[START Text]

= 2015 Archery World Cup =

International archery competition

The 2015 Archery World Cup is the 10th edition of the annual international archery circuit, organised by the World Archery Federation.

==Competition rules and scoring==
The compound legs consisted of a 50m qualification round of 72 arrows, followed by the compound round at 50m on a 6-zone target face, using cumulative scoring for all individual, team and mixed competitions. The top seven individual performers (with no more than two from each country,) plus one host nation representative if not already qualified, proceeded to the finals; the top mixed team performer proceeded to face the host nation at the finals, which followed the same competition format as the legs. The team competition was not competed at the finals.

The recurve legs consisted of a 1440 qualification round (formerly called a FITA round), followed by a 72m Olympic set system. The top seven individual performers (with no more than two from each country), plus one host nation representative if not already qualified, proceeded to the finals; the top mixed team performer proceeded to face the host nation at the finals, which were the same competition format as the legs. The team competition was not held at the finals.

[END Text]

Problem description —
Reproduce the passage of the 2015 Archery World Cup text starting at "The recurve legs" and ending at "held at the finals.". The records that come next have nothing to do with this work.

[START Raw records]

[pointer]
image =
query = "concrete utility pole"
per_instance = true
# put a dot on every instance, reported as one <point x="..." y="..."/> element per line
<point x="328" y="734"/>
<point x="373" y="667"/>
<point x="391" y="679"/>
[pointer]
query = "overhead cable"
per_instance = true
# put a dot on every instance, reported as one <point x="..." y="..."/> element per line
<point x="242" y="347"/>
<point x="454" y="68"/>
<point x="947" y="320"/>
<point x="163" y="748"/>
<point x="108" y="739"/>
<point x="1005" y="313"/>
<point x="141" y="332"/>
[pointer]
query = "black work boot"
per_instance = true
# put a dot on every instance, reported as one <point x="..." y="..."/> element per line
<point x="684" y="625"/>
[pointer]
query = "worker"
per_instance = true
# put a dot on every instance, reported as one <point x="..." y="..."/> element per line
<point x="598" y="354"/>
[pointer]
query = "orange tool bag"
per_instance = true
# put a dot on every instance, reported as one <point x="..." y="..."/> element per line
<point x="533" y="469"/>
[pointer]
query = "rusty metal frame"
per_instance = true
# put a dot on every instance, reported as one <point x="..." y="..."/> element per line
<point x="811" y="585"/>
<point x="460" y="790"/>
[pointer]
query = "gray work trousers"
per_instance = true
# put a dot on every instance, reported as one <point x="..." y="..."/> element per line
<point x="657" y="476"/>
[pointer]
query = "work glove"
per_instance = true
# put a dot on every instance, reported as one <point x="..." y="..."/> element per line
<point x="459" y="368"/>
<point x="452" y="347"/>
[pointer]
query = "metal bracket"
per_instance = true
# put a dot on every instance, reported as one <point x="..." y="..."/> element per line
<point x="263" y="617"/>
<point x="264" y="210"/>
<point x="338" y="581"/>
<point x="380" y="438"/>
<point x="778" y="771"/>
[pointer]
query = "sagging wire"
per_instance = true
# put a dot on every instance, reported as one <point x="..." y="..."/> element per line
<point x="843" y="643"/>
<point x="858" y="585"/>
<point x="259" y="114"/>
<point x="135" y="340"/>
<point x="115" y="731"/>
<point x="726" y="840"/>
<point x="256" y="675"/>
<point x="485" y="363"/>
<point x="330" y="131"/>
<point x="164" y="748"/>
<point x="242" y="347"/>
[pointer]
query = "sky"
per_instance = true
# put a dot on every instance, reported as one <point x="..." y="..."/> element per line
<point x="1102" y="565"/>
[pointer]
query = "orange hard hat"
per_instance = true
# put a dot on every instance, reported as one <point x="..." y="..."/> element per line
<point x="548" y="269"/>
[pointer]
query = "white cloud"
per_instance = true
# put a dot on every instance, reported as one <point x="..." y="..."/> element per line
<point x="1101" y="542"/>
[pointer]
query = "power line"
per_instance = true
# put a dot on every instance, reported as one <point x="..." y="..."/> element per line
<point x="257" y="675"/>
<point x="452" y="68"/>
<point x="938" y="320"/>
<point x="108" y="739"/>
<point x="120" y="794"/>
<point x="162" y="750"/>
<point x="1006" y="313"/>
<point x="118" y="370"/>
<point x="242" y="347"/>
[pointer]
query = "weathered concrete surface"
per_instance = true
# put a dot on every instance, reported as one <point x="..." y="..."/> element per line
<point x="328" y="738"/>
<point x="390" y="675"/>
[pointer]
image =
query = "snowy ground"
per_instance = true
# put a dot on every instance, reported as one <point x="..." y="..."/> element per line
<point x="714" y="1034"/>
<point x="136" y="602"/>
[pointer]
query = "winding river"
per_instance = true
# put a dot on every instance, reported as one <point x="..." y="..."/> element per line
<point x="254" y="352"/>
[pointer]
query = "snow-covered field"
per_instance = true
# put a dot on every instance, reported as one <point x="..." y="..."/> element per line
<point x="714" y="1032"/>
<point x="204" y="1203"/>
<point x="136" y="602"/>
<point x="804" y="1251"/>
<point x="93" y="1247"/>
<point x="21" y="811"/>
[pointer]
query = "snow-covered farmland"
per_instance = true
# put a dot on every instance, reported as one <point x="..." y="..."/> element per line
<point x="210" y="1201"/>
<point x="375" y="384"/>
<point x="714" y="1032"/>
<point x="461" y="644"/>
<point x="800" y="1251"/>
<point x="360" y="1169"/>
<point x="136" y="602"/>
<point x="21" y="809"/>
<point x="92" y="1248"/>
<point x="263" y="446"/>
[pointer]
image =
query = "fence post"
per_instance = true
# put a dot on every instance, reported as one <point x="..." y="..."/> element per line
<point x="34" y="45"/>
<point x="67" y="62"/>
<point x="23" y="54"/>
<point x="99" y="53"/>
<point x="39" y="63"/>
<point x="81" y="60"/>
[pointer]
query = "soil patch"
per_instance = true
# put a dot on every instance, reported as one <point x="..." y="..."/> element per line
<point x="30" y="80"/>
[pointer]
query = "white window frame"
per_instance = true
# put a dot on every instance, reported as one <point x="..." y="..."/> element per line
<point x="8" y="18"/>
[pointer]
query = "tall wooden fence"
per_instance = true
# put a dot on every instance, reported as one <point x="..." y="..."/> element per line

[END Raw records]

Result —
The recurve legs consisted of a 1440 qualification round (formerly called a FITA round), followed by a 72m Olympic set system. The top seven individual performers (with no more than two from each country), plus one host nation representative if not already qualified, proceeded to the finals; the top mixed team performer proceeded to face the host nation at the finals, which were the same competition format as the legs. The team competition was not held at the finals.